__Task directions__
Copy only the entries starting at the line that contains "Segment blue sky." and ending at the line that contains "[0, 0, 730, 181]", both lines included, with every line in full and 6 added to each bounding-box coordinate in the answers.

__Entries supplied__

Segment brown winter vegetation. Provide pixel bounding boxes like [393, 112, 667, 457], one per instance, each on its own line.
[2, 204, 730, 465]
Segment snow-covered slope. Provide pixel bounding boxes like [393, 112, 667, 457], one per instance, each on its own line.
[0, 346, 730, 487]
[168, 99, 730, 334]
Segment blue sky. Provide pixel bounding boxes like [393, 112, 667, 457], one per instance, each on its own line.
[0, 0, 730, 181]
==
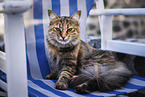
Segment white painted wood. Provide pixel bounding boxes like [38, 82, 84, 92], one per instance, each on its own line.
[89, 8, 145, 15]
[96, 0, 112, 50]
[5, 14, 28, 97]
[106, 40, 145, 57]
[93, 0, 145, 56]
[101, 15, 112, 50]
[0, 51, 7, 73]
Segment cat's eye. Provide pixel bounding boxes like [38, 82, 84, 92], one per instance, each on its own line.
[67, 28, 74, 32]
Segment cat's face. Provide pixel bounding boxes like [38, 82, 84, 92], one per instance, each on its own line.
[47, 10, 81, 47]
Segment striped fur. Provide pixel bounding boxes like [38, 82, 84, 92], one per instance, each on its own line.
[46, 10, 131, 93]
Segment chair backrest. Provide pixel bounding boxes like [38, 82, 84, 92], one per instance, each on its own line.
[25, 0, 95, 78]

__Right answer__
Segment blue sky. Provide pixel bounding boxes like [393, 112, 667, 457], one per instance, each on its own line.
[6, 6, 736, 187]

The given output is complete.